● YOUR GOAL:
Continue the text on the 2011 South Korean film Moby Dick, starting after its last sentence.

● TEXT EXTRACT:
- Theatrical release poster
- Hangul: 모비딕
- RR: Mobidik
- MR: Mobidik
- Directed by: Park In-je
- Written by: Park In-je Park Shin-kyu
- Produced by: Oh Young-suk
- Starring: Hwang Jung-min Jin Goo Kim Min-hee Kim Sang-ho
- Production company: Palette Pictures
- Distributed by: Showbox
- Release date: 9 June 2011;
- Running time: 112 minutes
- Country: South Korea
- Language: Korean
- Box office: US$3.1 million

= Moby Dick (2011 film) =

Moby Dick is a 2011 South Korean thriller film written by Park In-je and Park Shin-kyu, directed by Park In-je, and starring Hwang Jung-min, Jin Goo, Kim Min-hee and Kim Sang-ho.

Dataset excerpt:
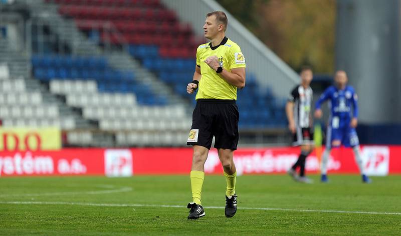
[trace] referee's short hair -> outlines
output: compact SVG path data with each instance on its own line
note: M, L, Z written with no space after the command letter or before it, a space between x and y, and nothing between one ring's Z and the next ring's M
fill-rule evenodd
M299 70L299 74L302 74L302 72L305 70L310 70L311 72L313 71L313 70L312 69L312 66L310 66L305 65L305 66L302 66L301 67L301 70Z
M224 26L224 31L227 29L227 26L229 24L229 20L227 19L227 16L224 12L221 10L215 10L206 14L206 17L210 16L211 16L215 15L216 16L216 20L219 24L223 24Z

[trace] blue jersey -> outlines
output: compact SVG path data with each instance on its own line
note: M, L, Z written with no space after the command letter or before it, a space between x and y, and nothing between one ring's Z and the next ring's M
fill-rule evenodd
M351 86L347 86L344 90L334 86L328 88L316 102L316 109L320 109L322 104L328 100L332 118L338 117L340 120L357 118L358 96Z
M356 131L350 126L351 118L358 117L358 96L351 86L339 90L330 86L316 102L316 109L320 109L322 104L329 101L330 120L326 132L326 146L330 148L333 140L341 141L345 146L355 146L359 142Z

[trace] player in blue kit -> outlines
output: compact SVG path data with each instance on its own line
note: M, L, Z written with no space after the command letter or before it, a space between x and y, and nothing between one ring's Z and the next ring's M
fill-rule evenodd
M326 132L326 149L322 158L321 180L322 182L328 181L327 162L331 147L338 148L342 144L345 146L352 148L362 181L369 183L370 180L364 172L359 141L355 130L358 124L358 96L354 88L347 85L348 78L345 72L337 71L334 80L336 86L330 86L324 91L316 102L315 109L315 117L321 118L321 104L329 100L331 114Z

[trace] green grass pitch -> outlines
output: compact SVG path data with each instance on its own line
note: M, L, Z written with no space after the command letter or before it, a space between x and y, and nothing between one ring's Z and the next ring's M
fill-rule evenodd
M0 178L0 235L400 235L401 176L237 178L238 210L224 216L225 180L206 176L206 216L188 220L188 176ZM384 212L387 212L385 214Z

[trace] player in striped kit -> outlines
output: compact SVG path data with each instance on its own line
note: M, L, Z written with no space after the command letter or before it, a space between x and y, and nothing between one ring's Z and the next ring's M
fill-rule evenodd
M313 136L311 132L311 108L313 92L309 85L313 74L308 66L301 70L301 84L291 92L286 106L288 128L293 136L294 146L301 146L298 160L287 172L294 180L307 184L312 180L305 176L306 158L313 149ZM299 168L299 176L296 174Z

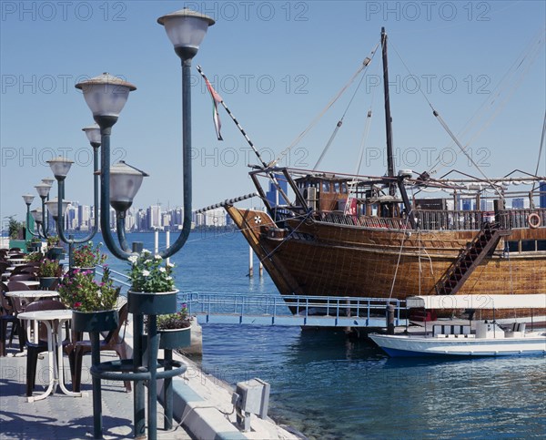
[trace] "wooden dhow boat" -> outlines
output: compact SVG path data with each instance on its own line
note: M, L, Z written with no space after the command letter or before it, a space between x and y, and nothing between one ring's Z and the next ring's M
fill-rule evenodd
M261 165L249 176L267 211L222 204L280 293L404 299L545 292L546 177L395 170L384 29L381 47L384 176L278 167L255 149ZM449 196L423 197L430 191ZM526 199L528 208L516 208L514 199Z

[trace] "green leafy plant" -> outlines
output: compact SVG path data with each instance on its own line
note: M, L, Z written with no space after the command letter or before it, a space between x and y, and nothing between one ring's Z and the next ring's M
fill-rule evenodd
M58 288L61 302L78 312L100 312L116 308L119 288L114 286L110 270L105 266L100 282L90 271L75 269L63 278Z
M38 266L39 277L60 277L63 274L63 267L56 260L45 258L40 260Z
M182 304L180 311L176 313L157 315L157 330L185 329L191 324L187 314L187 304Z
M57 235L50 235L46 239L47 240L47 249L49 248L57 248L61 245L61 240Z
M74 266L79 268L94 268L99 264L104 263L106 261L106 255L100 251L100 246L102 243L98 243L96 246L93 244L93 241L88 241L73 252Z
M129 257L131 268L127 274L131 279L133 292L171 292L175 289L175 281L171 276L173 264L163 266L159 255L152 255L144 250L139 255Z
M19 230L23 227L23 223L17 221L13 215L8 217L9 221L7 223L7 232L9 234L9 238L12 240L16 240L19 238Z
M44 254L42 252L30 252L25 255L25 261L39 261L44 258Z

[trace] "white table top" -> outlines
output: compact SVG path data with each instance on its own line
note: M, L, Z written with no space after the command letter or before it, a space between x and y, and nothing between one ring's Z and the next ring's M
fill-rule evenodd
M56 291L12 291L6 292L5 296L15 296L17 298L56 298L59 292Z
M22 320L38 320L38 321L53 321L53 320L67 320L72 318L72 311L69 309L63 310L37 310L35 312L23 312L17 315L17 318Z

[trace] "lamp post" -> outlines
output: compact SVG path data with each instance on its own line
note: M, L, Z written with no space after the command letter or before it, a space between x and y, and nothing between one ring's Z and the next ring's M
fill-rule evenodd
M89 234L87 234L84 238L76 240L74 238L73 235L68 235L68 238L66 238L66 236L65 235L64 214L66 211L66 208L63 208L62 200L65 198L65 180L74 162L63 157L58 157L47 161L49 167L51 168L53 175L57 180L58 196L56 201L57 205L56 207L55 207L55 210L56 212L61 212L61 216L57 217L56 219L57 230L61 241L68 245L68 266L70 269L72 269L74 265L74 245L76 243L79 244L88 241L89 240L93 239L93 237L95 237L95 234L96 234L96 231L98 230L98 148L100 148L100 128L96 124L94 124L89 127L85 127L84 128L82 128L82 131L86 133L87 139L89 140L89 143L93 148L93 195L95 210L95 224L93 225L93 229L89 231ZM50 180L54 181L54 179Z
M40 234L40 225L42 224L42 209L36 208L35 210L32 210L30 211L30 215L32 216L35 222L36 223L36 232L37 232L36 234L35 234L34 232L31 231L31 234L34 235L35 237L43 238L42 235Z
M182 230L177 240L160 253L168 258L178 251L187 240L191 230L192 176L191 176L191 60L197 53L209 26L214 20L207 15L189 9L182 9L163 15L157 23L165 26L175 52L182 60L182 156L184 185L184 221ZM131 256L125 236L125 220L127 210L133 203L142 179L147 176L143 171L121 162L110 166L110 136L112 127L117 122L119 113L125 107L129 92L136 87L127 81L105 73L76 85L83 91L87 106L93 113L95 121L100 128L101 135L101 168L100 168L100 224L105 244L118 259L127 260ZM63 185L59 181L61 186ZM112 236L109 224L109 205L116 210L117 240ZM134 313L134 334L143 333L143 313ZM158 341L157 337L157 316L148 314L148 438L157 437L157 353ZM92 362L100 363L98 336L92 340ZM142 363L142 343L135 338L133 368L137 371ZM94 430L95 435L101 435L101 403L100 379L93 377ZM143 435L144 430L144 384L136 381L135 384L135 435Z
M32 230L30 228L30 205L32 205L32 202L35 200L35 196L33 196L32 194L25 194L25 195L23 195L23 200L25 200L25 204L26 205L26 217L25 217L26 230L33 237L39 237L40 236L39 230L37 230L37 233L35 233L32 231ZM34 216L33 216L33 218L34 218Z
M157 19L182 61L182 158L184 183L184 220L177 240L160 255L168 258L186 243L191 230L192 167L191 167L191 60L214 20L203 14L184 8Z
M49 197L49 190L51 189L51 185L46 183L38 183L35 186L38 196L42 199L42 231L43 238L47 238L47 230L49 230L49 221L46 221L46 200ZM39 231L38 231L39 232Z

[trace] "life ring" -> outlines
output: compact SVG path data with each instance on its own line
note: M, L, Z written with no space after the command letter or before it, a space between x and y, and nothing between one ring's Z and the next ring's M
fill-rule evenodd
M541 217L536 212L532 212L527 216L527 224L531 230L536 230L541 226Z

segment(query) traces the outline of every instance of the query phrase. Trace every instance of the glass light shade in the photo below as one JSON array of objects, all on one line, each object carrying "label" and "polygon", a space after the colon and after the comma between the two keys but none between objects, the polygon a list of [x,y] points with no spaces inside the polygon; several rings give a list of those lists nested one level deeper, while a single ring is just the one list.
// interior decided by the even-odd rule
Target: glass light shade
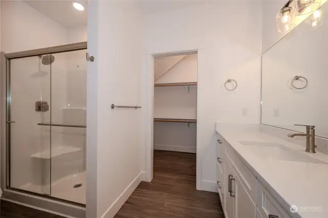
[{"label": "glass light shade", "polygon": [[312,13],[320,6],[320,0],[295,0],[295,9],[297,16]]},{"label": "glass light shade", "polygon": [[278,13],[276,17],[277,28],[279,33],[286,33],[294,29],[296,26],[291,24],[292,8],[286,7]]},{"label": "glass light shade", "polygon": [[311,16],[310,26],[314,28],[316,28],[321,26],[322,16],[322,12],[320,9],[314,11]]}]

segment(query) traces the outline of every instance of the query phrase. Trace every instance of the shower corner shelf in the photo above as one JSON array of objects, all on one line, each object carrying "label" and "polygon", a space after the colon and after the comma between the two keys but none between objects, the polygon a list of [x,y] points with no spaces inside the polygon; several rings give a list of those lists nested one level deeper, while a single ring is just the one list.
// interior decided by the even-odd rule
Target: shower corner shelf
[{"label": "shower corner shelf", "polygon": [[179,118],[154,118],[155,122],[172,122],[178,123],[196,123],[197,120],[193,119]]}]

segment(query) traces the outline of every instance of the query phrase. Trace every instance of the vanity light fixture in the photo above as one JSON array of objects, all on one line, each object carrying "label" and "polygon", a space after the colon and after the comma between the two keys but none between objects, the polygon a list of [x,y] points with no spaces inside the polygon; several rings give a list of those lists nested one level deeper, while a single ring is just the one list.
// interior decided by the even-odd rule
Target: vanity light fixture
[{"label": "vanity light fixture", "polygon": [[79,3],[77,2],[73,3],[73,6],[75,8],[75,9],[79,11],[83,11],[84,10],[84,7]]},{"label": "vanity light fixture", "polygon": [[296,27],[295,25],[291,24],[293,8],[290,6],[290,5],[292,1],[293,0],[289,1],[277,14],[276,19],[279,32],[285,33]]},{"label": "vanity light fixture", "polygon": [[321,5],[320,0],[295,0],[295,9],[297,16],[312,13]]},{"label": "vanity light fixture", "polygon": [[321,24],[322,12],[320,9],[316,10],[311,16],[310,25],[312,27],[316,28]]},{"label": "vanity light fixture", "polygon": [[314,19],[319,19],[321,16],[321,10],[318,9],[314,11],[313,14],[313,18]]}]

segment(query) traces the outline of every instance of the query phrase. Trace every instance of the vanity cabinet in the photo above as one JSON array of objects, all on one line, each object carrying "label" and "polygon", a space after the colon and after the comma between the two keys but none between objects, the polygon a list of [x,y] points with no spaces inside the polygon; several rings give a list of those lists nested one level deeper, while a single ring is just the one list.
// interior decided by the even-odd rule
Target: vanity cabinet
[{"label": "vanity cabinet", "polygon": [[225,203],[224,211],[226,218],[255,217],[256,207],[241,182],[234,170],[230,161],[225,165]]},{"label": "vanity cabinet", "polygon": [[225,218],[290,218],[232,146],[220,134],[217,139],[217,188]]}]

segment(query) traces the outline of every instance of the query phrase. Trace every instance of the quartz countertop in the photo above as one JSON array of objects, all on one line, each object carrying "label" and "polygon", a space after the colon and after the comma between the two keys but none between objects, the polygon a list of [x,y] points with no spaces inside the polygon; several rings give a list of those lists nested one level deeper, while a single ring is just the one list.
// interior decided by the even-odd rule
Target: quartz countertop
[{"label": "quartz countertop", "polygon": [[[272,194],[277,200],[283,200],[285,202],[282,206],[286,210],[296,205],[298,210],[294,215],[298,214],[302,218],[328,218],[328,164],[265,158],[268,155],[260,157],[239,141],[279,143],[327,163],[328,155],[305,152],[303,146],[260,132],[258,125],[218,123],[216,132],[249,164],[256,176],[274,190],[275,193]],[[261,149],[261,146],[258,149]],[[263,149],[262,152],[266,151]]]}]

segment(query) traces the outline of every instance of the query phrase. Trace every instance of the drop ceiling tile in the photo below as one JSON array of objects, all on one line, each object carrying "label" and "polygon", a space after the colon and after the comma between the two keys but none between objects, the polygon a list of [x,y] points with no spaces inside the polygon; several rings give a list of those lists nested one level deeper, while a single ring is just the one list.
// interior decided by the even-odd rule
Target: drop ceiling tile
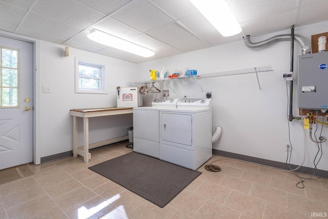
[{"label": "drop ceiling tile", "polygon": [[151,0],[176,19],[198,12],[189,0]]},{"label": "drop ceiling tile", "polygon": [[216,30],[200,12],[197,12],[178,21],[190,31],[199,36]]},{"label": "drop ceiling tile", "polygon": [[58,38],[69,39],[81,30],[44,16],[31,13],[22,28]]},{"label": "drop ceiling tile", "polygon": [[227,2],[240,23],[295,8],[298,7],[299,0],[228,0]]},{"label": "drop ceiling tile", "polygon": [[131,39],[129,41],[152,50],[166,45],[146,34],[141,34]]},{"label": "drop ceiling tile", "polygon": [[67,42],[63,45],[69,47],[73,47],[76,49],[81,49],[82,50],[88,51],[91,52],[96,52],[99,51],[99,49],[97,49],[96,48],[93,48],[90,46],[86,46],[85,45],[79,44],[73,42]]},{"label": "drop ceiling tile", "polygon": [[198,50],[210,47],[208,44],[196,37],[171,44],[171,46],[183,52]]},{"label": "drop ceiling tile", "polygon": [[33,31],[32,30],[28,30],[24,28],[19,28],[16,33],[57,44],[61,44],[66,41],[65,39],[56,37],[50,35],[44,34],[42,33]]},{"label": "drop ceiling tile", "polygon": [[106,15],[113,12],[132,0],[76,0],[84,5]]},{"label": "drop ceiling tile", "polygon": [[129,39],[141,33],[111,17],[92,26],[95,29],[125,39]]},{"label": "drop ceiling tile", "polygon": [[147,33],[147,35],[167,44],[195,36],[176,23],[171,23],[150,31]]},{"label": "drop ceiling tile", "polygon": [[[310,1],[313,2],[313,1]],[[316,4],[319,4],[318,7]],[[316,1],[315,4],[302,6],[299,8],[297,25],[298,26],[307,25],[328,20],[328,1]],[[320,16],[318,16],[320,14]]]},{"label": "drop ceiling tile", "polygon": [[119,49],[110,47],[107,47],[104,49],[102,50],[105,52],[110,52],[111,53],[116,54],[122,56],[130,56],[132,54],[132,53],[130,53],[130,52],[126,52],[123,50],[120,50]]},{"label": "drop ceiling tile", "polygon": [[279,16],[268,16],[240,25],[246,35],[254,36],[286,30],[296,23],[298,11],[298,9],[290,10],[281,13]]},{"label": "drop ceiling tile", "polygon": [[151,57],[153,59],[172,56],[173,55],[183,53],[181,51],[178,50],[177,49],[168,45],[165,45],[160,47],[156,48],[154,50],[154,52],[155,52],[155,55]]},{"label": "drop ceiling tile", "polygon": [[104,15],[72,0],[40,0],[32,12],[84,29]]},{"label": "drop ceiling tile", "polygon": [[212,46],[218,46],[242,39],[243,33],[240,33],[234,36],[225,37],[221,35],[217,31],[202,35],[199,37]]},{"label": "drop ceiling tile", "polygon": [[173,21],[146,0],[135,0],[111,17],[142,32]]},{"label": "drop ceiling tile", "polygon": [[0,22],[18,26],[27,10],[0,2]]},{"label": "drop ceiling tile", "polygon": [[34,0],[2,0],[2,1],[27,10],[30,8]]},{"label": "drop ceiling tile", "polygon": [[87,30],[84,30],[82,32],[78,33],[77,34],[71,38],[68,42],[71,43],[75,43],[81,45],[88,45],[88,46],[97,48],[98,49],[102,49],[107,47],[107,46],[103,44],[100,44],[98,43],[96,43],[94,41],[92,41],[87,35],[89,34],[90,31]]},{"label": "drop ceiling tile", "polygon": [[16,26],[0,22],[0,30],[13,32],[16,30]]}]

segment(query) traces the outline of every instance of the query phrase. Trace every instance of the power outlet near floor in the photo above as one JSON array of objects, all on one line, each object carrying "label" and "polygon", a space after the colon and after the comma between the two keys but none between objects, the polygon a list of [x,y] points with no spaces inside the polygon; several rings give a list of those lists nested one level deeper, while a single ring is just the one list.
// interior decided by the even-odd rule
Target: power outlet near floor
[{"label": "power outlet near floor", "polygon": [[289,143],[285,143],[285,151],[291,152],[291,145]]}]

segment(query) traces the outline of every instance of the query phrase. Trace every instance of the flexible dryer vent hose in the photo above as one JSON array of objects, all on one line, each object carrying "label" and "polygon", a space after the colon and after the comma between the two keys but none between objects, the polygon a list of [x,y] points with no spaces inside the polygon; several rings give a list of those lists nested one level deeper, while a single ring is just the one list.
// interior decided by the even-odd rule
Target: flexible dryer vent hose
[{"label": "flexible dryer vent hose", "polygon": [[215,129],[215,132],[213,134],[213,136],[212,136],[212,143],[214,143],[219,140],[221,133],[222,132],[222,128],[220,126],[217,126]]}]

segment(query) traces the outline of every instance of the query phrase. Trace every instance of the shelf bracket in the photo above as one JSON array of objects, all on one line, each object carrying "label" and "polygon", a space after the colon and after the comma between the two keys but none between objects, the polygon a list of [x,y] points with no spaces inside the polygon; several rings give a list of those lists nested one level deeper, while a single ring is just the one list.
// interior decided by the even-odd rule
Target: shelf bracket
[{"label": "shelf bracket", "polygon": [[200,90],[201,90],[201,92],[203,93],[204,91],[203,90],[202,88],[201,88],[201,87],[200,86],[200,85],[199,85],[198,82],[197,81],[197,79],[196,78],[195,75],[193,75],[193,77],[194,78],[194,79],[195,79],[195,81],[196,82],[196,83],[197,83],[197,84],[198,85],[198,87],[199,87],[199,88],[200,88]]},{"label": "shelf bracket", "polygon": [[175,93],[175,91],[174,91],[174,90],[173,90],[172,89],[172,88],[170,86],[170,85],[169,84],[169,83],[168,83],[168,82],[166,81],[166,80],[164,80],[164,81],[165,82],[165,83],[166,83],[166,84],[169,86],[169,87],[170,88],[170,89],[171,89],[172,90],[172,91],[173,91],[173,93]]},{"label": "shelf bracket", "polygon": [[261,90],[261,86],[260,85],[260,81],[258,80],[258,75],[257,75],[257,70],[256,68],[254,68],[255,70],[255,74],[256,74],[256,78],[257,78],[257,84],[258,84],[258,88]]}]

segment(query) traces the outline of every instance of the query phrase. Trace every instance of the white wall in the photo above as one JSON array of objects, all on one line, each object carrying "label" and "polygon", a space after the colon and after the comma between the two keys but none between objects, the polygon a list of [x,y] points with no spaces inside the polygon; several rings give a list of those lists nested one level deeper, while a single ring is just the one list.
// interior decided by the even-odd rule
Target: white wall
[{"label": "white wall", "polygon": [[[136,80],[133,74],[136,64],[44,41],[39,43],[40,147],[41,157],[71,151],[73,119],[71,109],[111,107],[116,106],[116,87],[127,87]],[[75,58],[106,65],[107,94],[75,93]],[[43,93],[42,85],[50,86],[51,93]],[[128,135],[133,125],[132,114],[89,120],[90,143]],[[78,120],[78,145],[83,145],[83,120]]]},{"label": "white wall", "polygon": [[[295,33],[307,38],[311,35],[326,32],[328,22],[296,28]],[[290,34],[290,30],[257,37],[258,42],[281,34]],[[297,56],[301,55],[299,45],[295,41],[293,115],[299,116],[297,108]],[[290,71],[290,42],[279,42],[256,49],[248,48],[243,41],[211,47],[171,57],[138,65],[139,81],[149,78],[149,69],[160,70],[165,67],[171,74],[175,68],[184,71],[186,67],[196,69],[198,74],[248,68],[271,66],[274,71],[259,73],[261,90],[259,90],[255,74],[225,76],[199,79],[204,91],[213,95],[213,130],[220,126],[223,132],[213,148],[224,151],[285,162],[285,143],[289,143],[286,83],[282,82],[283,72]],[[175,91],[170,91],[170,97],[203,98],[202,93],[195,81],[177,79],[170,82]],[[319,118],[322,119],[322,117]],[[325,122],[326,122],[325,118]],[[304,144],[306,157],[304,166],[313,167],[318,150],[317,144],[303,131],[301,121],[290,123],[290,137],[293,150],[292,164],[301,163]],[[320,126],[321,127],[321,126]],[[326,126],[322,135],[328,136]],[[305,135],[305,141],[304,135]],[[324,152],[318,169],[328,170],[328,143],[322,144]]]}]

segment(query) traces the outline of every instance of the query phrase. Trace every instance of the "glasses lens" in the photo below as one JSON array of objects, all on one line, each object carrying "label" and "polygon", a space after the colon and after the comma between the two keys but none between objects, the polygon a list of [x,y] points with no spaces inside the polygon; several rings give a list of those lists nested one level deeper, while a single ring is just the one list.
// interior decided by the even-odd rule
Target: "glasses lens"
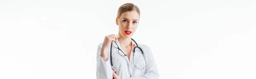
[{"label": "glasses lens", "polygon": [[119,53],[119,54],[120,54],[120,55],[121,55],[122,56],[125,56],[125,53],[122,51],[121,51],[121,50],[118,50],[118,53]]},{"label": "glasses lens", "polygon": [[113,47],[114,47],[114,48],[118,48],[118,46],[117,46],[117,44],[115,42],[113,42],[112,43],[112,45],[113,45]]},{"label": "glasses lens", "polygon": [[145,68],[146,65],[146,61],[145,61],[144,58],[143,56],[142,51],[138,48],[135,50],[135,53],[134,54],[134,65],[138,68]]}]

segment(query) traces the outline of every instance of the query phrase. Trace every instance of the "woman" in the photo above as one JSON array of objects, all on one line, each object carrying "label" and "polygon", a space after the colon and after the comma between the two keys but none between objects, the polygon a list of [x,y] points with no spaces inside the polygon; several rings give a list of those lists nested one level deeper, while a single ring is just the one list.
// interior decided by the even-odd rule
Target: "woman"
[{"label": "woman", "polygon": [[116,18],[118,35],[106,36],[98,47],[97,79],[159,79],[150,48],[131,38],[140,15],[140,9],[133,3],[125,3],[119,8]]}]

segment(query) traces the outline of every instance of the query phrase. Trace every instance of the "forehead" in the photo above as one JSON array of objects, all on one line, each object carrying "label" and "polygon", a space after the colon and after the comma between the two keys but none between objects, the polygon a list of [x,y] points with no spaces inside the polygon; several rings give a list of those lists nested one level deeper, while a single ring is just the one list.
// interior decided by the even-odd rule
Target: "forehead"
[{"label": "forehead", "polygon": [[139,20],[140,15],[135,11],[126,11],[122,14],[120,18],[126,18],[129,20]]}]

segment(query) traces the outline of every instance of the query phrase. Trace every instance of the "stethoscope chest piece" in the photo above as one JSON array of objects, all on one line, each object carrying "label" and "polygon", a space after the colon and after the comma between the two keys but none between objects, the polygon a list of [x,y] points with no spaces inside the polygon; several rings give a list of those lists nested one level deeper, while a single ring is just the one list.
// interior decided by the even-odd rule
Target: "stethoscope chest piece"
[{"label": "stethoscope chest piece", "polygon": [[116,71],[116,67],[112,67],[112,69],[114,71],[114,72]]}]

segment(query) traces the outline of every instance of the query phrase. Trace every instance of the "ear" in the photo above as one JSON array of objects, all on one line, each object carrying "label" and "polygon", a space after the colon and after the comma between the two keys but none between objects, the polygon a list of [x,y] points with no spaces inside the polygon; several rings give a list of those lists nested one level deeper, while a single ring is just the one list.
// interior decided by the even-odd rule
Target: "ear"
[{"label": "ear", "polygon": [[116,18],[116,24],[118,25],[118,19],[117,19],[117,17]]}]

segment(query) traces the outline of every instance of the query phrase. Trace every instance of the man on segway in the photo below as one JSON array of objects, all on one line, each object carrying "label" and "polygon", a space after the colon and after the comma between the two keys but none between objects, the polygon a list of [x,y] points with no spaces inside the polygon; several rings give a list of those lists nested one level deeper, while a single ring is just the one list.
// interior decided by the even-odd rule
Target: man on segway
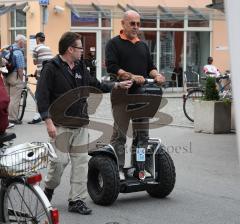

● REPLY:
== Plot ==
In winter 1994, an explosion occurs at the fictional Balam Bridge on the outskirts of Seoul and is attributed to terrorists. Social affairs reporter Lee Bang-woo (Hwang) begins to investigate the case when an old friend, Yoon-hyuk (Jin), hands him some secret documents and claims that the explosion was committed intentionally by the government. Lee teams up with fellow journalists Sung Hyo-kwan (Kim Min-hee) and Son Jin-ki (Kim Sang-ho) to pursue the truth. Their investigation reveals what seems to be a secret group that operates the government, and they begin to unravel a string of conspiracies that become far deadlier than they anticipated.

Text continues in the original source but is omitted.